_Work instruction_.
Reproduce the entries word for word, and omit any picture you find in them.
'''
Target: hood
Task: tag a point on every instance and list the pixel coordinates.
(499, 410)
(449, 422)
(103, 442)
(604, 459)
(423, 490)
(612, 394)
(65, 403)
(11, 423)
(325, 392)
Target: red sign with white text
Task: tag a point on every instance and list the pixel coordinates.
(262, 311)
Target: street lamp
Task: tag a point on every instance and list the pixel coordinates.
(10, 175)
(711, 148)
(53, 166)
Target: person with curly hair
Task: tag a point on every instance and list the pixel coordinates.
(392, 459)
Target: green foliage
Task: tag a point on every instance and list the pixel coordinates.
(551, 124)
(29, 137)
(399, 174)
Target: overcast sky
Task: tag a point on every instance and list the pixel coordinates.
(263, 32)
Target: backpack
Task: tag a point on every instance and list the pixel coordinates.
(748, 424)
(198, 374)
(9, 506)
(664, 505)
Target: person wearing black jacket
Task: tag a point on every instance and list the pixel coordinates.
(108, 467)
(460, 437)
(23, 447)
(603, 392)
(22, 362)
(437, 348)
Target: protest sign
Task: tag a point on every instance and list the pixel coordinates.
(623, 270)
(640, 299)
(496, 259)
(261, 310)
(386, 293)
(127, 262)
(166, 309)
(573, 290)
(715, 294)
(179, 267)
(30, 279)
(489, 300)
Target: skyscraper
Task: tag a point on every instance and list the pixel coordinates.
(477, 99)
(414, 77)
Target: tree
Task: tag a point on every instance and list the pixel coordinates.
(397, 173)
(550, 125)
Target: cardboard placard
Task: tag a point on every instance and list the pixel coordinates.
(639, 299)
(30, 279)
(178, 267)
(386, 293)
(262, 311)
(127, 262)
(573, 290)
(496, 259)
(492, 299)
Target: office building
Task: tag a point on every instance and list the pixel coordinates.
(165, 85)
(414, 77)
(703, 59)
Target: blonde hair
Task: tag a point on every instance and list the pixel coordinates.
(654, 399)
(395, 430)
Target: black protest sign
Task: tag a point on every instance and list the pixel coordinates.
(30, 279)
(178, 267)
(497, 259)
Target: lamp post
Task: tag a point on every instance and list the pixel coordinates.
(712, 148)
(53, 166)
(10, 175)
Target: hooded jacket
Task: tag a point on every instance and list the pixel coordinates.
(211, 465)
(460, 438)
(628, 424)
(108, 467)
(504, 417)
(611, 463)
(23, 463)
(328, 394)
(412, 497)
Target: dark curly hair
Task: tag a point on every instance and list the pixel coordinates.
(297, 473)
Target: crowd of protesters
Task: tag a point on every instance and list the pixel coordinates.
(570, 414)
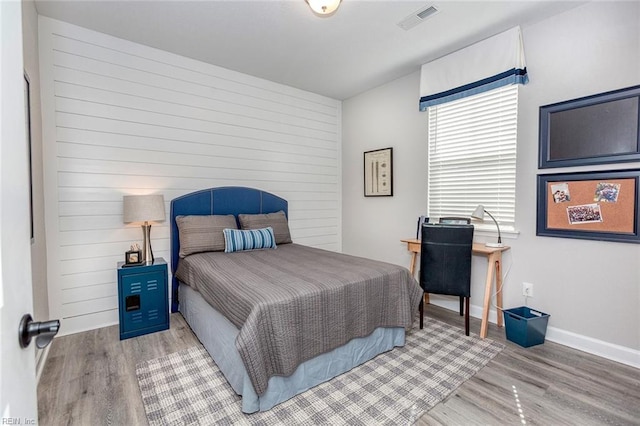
'''
_Final answer_.
Target: hood
Task: tag a point on every instance and list the pixel coordinates.
(499, 410)
(449, 422)
(103, 442)
(604, 459)
(423, 490)
(612, 394)
(65, 403)
(11, 423)
(325, 392)
Target: red sign with white text
Task: tag a point on every instance and list the pixel coordinates.
(262, 311)
Target: street lamp
Task: tag a point on every instance and list the pixel coordinates.
(10, 175)
(711, 148)
(53, 166)
Target: person with curly hair
Task: tag a point on every instance and list the pixel coordinates.
(392, 459)
Target: green foliage
Task: tag a point on every instance and list the pixel coordinates.
(551, 124)
(29, 137)
(399, 174)
Target: overcast sky
Task: tag a point on every instance and list the pixel coordinates.
(263, 32)
Target: backpack
Task: tag a point on every instance and list the pixel coordinates.
(748, 424)
(198, 374)
(9, 506)
(664, 505)
Target: person wearing black jacket
Task: tag a point on every instance and list the pixel coordinates.
(108, 467)
(460, 437)
(23, 447)
(603, 392)
(22, 362)
(437, 348)
Target: protest sign
Task: tag a point on every instance and list the pixel coordinates.
(623, 270)
(640, 299)
(496, 259)
(261, 310)
(386, 293)
(127, 262)
(166, 309)
(573, 290)
(715, 294)
(179, 267)
(30, 279)
(489, 300)
Target: skyscraper
Task: tag a point on every instance and list the pixel coordinates.
(477, 99)
(414, 77)
Target: tree
Task: tag a point on every instance and list the pixel coordinates.
(397, 173)
(550, 125)
Target: cardboard placard
Task: tag a point on every instance and list the pixel coordinates.
(639, 299)
(30, 279)
(178, 267)
(386, 293)
(262, 311)
(127, 262)
(573, 290)
(496, 259)
(492, 299)
Target: office building
Task: tag a point on every instance and list the pixel coordinates.
(165, 85)
(414, 77)
(703, 59)
Target: blonde hair
Task: tag a point on every instance and list the pixel coordinates.
(654, 399)
(395, 430)
Target: black protest sign
Task: tag a point on every instance and list the pixel coordinates.
(30, 279)
(178, 267)
(497, 259)
Target: lamp post
Task: tag a point on every instance and list the pixel coordinates.
(712, 148)
(53, 166)
(10, 175)
Target: hooded jacket
Task: tag a point on every instance and list the pixel coordinates.
(211, 465)
(460, 438)
(628, 424)
(108, 467)
(504, 417)
(611, 463)
(23, 463)
(328, 394)
(412, 497)
Target: dark curly hair
Task: tag a point on every instance and list the pixel coordinates.
(297, 473)
Target: crowd of protesters
Task: tag a point on every instance and list the pixel coordinates.
(570, 414)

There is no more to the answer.